To do: Please copy exactly the lines that begin with the one containing "object=single-story house" and end with the last line of the entries.

[Excerpts of bounding box data]
-- BEGIN --
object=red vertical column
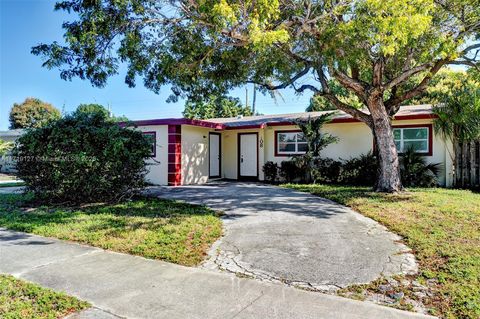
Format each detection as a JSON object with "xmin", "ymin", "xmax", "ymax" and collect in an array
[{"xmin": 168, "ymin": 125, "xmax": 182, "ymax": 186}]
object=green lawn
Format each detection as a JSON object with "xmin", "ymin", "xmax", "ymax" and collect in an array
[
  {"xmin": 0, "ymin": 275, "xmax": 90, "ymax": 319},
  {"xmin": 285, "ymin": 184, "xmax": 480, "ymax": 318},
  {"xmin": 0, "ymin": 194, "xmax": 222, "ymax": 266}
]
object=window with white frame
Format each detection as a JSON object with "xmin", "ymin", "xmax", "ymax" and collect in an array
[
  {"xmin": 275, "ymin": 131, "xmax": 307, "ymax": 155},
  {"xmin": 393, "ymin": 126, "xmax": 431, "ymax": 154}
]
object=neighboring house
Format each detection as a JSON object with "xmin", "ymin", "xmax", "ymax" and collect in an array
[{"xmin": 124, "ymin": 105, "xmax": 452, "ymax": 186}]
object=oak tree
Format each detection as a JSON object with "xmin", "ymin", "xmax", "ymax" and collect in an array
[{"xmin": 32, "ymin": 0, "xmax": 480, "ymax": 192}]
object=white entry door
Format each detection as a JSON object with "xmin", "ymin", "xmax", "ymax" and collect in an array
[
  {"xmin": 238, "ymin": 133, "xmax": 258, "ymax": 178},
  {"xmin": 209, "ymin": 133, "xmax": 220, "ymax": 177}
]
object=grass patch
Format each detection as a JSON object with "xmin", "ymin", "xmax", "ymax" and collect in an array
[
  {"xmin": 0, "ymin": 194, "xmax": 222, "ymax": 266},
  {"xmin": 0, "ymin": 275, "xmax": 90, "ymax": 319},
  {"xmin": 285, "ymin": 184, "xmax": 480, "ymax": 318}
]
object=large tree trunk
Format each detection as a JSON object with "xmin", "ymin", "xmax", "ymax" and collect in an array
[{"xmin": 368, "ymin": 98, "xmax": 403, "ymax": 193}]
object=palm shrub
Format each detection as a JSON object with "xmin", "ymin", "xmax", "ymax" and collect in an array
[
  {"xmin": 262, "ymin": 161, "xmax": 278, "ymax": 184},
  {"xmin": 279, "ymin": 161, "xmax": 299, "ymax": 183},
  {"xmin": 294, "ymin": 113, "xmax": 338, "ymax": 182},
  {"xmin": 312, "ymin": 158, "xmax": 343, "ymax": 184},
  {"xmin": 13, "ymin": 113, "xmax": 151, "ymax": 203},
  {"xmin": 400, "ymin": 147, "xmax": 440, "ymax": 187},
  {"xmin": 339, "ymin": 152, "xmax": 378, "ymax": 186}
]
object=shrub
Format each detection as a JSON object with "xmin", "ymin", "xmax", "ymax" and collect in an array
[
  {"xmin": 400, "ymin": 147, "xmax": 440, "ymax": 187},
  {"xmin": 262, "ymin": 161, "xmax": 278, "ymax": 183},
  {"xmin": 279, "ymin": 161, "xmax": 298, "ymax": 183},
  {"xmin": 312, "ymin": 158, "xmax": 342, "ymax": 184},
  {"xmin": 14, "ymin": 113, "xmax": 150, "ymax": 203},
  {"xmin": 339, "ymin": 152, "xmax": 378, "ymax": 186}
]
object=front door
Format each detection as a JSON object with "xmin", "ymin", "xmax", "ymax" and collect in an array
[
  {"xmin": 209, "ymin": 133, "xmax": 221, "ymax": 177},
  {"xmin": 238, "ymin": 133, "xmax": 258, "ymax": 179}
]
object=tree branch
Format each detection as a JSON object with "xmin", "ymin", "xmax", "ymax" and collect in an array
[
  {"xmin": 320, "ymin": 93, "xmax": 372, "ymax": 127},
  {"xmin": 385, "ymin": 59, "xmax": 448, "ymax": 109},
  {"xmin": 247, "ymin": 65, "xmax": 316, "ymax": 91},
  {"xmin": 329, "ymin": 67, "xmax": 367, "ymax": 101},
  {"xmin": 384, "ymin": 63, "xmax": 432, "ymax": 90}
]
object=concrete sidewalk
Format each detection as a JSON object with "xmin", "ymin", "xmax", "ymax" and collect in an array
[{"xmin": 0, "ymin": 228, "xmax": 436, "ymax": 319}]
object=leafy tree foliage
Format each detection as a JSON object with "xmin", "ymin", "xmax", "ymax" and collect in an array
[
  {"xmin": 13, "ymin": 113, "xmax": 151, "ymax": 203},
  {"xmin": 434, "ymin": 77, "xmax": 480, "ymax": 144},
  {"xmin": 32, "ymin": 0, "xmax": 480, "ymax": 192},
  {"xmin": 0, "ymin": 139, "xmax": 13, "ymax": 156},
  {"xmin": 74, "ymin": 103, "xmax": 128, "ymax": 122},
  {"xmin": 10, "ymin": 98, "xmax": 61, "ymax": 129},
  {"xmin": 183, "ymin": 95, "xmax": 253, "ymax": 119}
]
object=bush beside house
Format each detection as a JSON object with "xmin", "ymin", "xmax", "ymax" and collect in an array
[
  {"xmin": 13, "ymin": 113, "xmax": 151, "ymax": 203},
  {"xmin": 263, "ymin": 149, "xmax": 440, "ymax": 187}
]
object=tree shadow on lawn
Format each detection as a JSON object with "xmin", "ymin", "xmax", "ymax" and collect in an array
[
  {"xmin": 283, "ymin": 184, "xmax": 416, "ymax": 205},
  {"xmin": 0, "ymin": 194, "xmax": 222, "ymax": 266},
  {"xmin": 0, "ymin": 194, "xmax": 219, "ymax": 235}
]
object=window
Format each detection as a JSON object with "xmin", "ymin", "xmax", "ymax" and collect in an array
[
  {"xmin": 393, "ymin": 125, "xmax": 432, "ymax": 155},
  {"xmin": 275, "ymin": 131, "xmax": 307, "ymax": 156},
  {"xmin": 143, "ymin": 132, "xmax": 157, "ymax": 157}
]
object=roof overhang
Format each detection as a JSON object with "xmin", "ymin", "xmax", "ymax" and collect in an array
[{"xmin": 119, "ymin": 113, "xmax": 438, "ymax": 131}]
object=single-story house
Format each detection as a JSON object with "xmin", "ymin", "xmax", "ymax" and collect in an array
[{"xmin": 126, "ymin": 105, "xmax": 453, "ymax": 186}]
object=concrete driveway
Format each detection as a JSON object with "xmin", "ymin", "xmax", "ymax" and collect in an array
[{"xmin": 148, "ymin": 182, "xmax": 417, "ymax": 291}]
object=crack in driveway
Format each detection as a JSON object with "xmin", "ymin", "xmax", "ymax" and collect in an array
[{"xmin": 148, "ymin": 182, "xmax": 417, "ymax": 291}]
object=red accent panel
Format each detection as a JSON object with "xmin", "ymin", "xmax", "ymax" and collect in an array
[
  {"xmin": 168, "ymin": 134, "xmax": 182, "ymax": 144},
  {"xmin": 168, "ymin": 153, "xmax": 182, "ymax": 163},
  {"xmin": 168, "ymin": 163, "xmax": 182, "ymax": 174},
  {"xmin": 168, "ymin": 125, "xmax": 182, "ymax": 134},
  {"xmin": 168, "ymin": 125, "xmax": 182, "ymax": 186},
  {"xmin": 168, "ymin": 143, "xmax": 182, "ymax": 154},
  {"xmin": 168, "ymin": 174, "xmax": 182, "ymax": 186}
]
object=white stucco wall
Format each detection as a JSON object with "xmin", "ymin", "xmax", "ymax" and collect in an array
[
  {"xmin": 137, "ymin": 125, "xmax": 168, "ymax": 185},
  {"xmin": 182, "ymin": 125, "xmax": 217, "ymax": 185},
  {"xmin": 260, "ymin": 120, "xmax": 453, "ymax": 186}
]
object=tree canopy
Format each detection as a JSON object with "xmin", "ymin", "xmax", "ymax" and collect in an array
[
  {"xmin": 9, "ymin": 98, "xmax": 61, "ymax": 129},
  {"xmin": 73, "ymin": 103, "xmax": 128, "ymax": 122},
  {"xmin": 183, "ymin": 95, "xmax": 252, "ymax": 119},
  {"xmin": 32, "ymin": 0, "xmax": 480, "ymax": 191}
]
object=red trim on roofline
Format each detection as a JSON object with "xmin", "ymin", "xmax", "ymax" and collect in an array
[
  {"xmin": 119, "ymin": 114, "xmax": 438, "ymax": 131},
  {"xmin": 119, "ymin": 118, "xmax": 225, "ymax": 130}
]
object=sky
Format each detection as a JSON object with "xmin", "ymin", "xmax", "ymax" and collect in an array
-- END --
Result of this task:
object=single-story house
Format each detection as a JSON object with "xmin", "ymin", "xmax", "ymax" and collect in an array
[{"xmin": 126, "ymin": 105, "xmax": 453, "ymax": 186}]
object=concrete driveway
Format each detection as a JSON object with "xmin", "ymin", "xmax", "ymax" and collect in an array
[{"xmin": 148, "ymin": 182, "xmax": 417, "ymax": 291}]
object=crack in driveway
Format each detection as a JSON object with "xmin", "ymin", "xmax", "ymax" and collect in an array
[{"xmin": 148, "ymin": 182, "xmax": 417, "ymax": 291}]
object=red accent panel
Format each detection as a JSON object with "xmin", "ymin", "xmax", "ymax" and collect in an array
[
  {"xmin": 168, "ymin": 134, "xmax": 182, "ymax": 144},
  {"xmin": 168, "ymin": 153, "xmax": 182, "ymax": 163},
  {"xmin": 168, "ymin": 163, "xmax": 182, "ymax": 174},
  {"xmin": 168, "ymin": 125, "xmax": 182, "ymax": 134},
  {"xmin": 168, "ymin": 125, "xmax": 182, "ymax": 186},
  {"xmin": 168, "ymin": 143, "xmax": 182, "ymax": 154},
  {"xmin": 168, "ymin": 174, "xmax": 182, "ymax": 186}
]
object=white stucco wall
Format each detection as a JSON object with "xmin", "ymin", "xmax", "ymax" and collect in an array
[
  {"xmin": 137, "ymin": 125, "xmax": 168, "ymax": 185},
  {"xmin": 182, "ymin": 125, "xmax": 217, "ymax": 185},
  {"xmin": 260, "ymin": 120, "xmax": 453, "ymax": 186}
]
object=tree canopy
Format each detection as a JSON object with "xmin", "ymin", "xmax", "ymax" and collect in an array
[
  {"xmin": 9, "ymin": 98, "xmax": 61, "ymax": 129},
  {"xmin": 73, "ymin": 103, "xmax": 128, "ymax": 122},
  {"xmin": 183, "ymin": 95, "xmax": 252, "ymax": 119},
  {"xmin": 32, "ymin": 0, "xmax": 480, "ymax": 191}
]
object=red trim on roofline
Format each detection as a JSON object with "xmin", "ymin", "xmax", "ymax" and collect in an array
[
  {"xmin": 119, "ymin": 114, "xmax": 438, "ymax": 131},
  {"xmin": 119, "ymin": 118, "xmax": 225, "ymax": 130}
]
object=sky
Format each detection as a JSON object with "xmin", "ymin", "xmax", "ymax" and collect in an array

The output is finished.